WHAT IS REQUIRED:
Please identify every line in the rows below that contains the word "boat" and copy each of those lines.

SUPPLIED RECORDS:
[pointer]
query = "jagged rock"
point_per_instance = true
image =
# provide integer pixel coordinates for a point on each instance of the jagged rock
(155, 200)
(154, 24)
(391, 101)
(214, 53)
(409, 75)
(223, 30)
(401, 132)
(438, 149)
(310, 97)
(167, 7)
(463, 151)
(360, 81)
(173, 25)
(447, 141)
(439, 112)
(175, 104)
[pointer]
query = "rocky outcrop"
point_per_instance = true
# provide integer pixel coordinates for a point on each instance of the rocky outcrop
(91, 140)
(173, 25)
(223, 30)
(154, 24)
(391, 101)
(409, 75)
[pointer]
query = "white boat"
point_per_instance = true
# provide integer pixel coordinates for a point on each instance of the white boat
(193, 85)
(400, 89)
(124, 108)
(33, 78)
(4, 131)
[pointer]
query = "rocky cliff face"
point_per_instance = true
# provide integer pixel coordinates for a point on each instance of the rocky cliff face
==
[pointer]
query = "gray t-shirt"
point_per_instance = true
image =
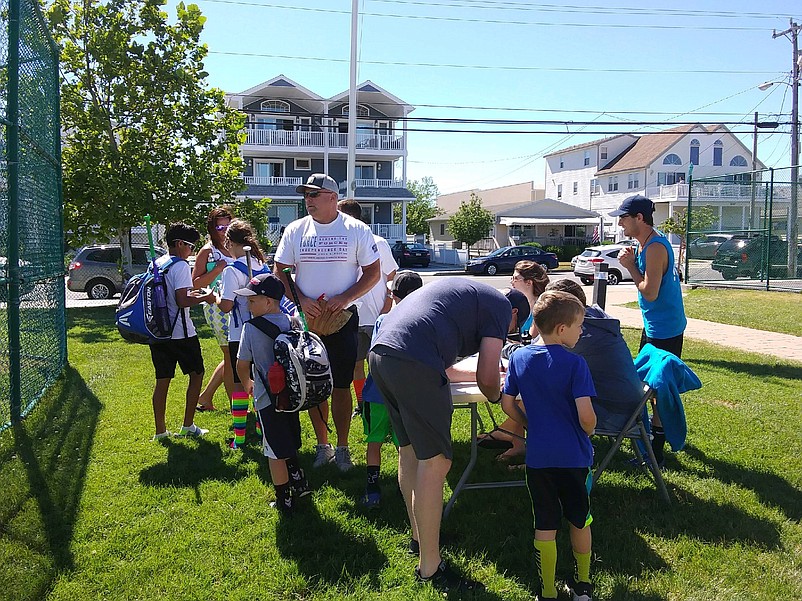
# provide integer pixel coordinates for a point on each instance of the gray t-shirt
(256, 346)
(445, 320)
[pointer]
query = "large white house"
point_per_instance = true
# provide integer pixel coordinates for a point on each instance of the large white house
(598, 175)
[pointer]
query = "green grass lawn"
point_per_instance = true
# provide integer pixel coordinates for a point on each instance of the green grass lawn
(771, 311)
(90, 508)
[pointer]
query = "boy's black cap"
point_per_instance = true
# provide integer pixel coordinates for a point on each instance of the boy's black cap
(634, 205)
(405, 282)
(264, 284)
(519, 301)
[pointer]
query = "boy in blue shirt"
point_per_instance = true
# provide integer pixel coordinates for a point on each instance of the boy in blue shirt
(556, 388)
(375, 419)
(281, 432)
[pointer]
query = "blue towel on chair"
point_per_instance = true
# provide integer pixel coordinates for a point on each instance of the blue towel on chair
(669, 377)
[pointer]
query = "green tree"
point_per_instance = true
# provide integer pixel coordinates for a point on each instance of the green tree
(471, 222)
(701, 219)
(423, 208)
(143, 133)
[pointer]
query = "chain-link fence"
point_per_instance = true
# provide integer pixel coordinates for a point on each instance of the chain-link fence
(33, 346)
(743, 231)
---
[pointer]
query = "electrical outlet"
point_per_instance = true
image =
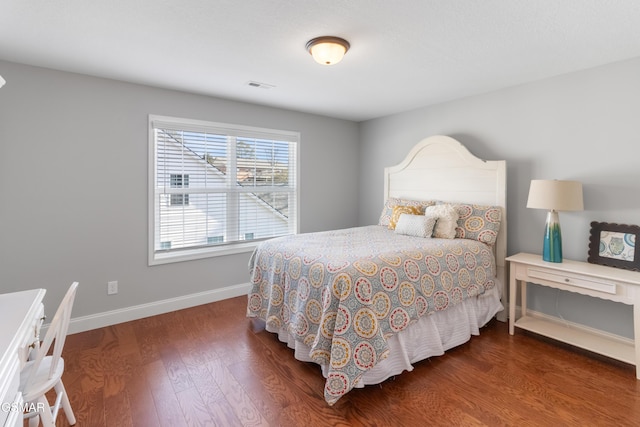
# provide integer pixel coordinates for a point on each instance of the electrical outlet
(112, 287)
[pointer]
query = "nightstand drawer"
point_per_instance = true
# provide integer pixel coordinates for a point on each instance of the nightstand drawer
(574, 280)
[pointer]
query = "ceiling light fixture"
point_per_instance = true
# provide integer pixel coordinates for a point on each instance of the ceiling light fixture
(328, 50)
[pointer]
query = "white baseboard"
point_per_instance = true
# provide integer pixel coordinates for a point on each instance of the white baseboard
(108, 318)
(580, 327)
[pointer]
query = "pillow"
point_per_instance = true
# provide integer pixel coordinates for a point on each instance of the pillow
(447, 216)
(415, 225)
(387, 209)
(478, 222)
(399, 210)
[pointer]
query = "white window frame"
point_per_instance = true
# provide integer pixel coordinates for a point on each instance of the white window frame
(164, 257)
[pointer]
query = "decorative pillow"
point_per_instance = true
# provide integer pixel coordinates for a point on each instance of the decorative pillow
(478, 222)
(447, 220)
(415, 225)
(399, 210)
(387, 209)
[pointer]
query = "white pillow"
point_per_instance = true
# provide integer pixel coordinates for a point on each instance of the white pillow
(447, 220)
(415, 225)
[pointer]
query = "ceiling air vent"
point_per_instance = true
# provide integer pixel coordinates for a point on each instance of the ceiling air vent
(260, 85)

FINISHED EXERCISE:
query = "white boat"
# provide integer pixel coordinates for a point on each instance of the white boat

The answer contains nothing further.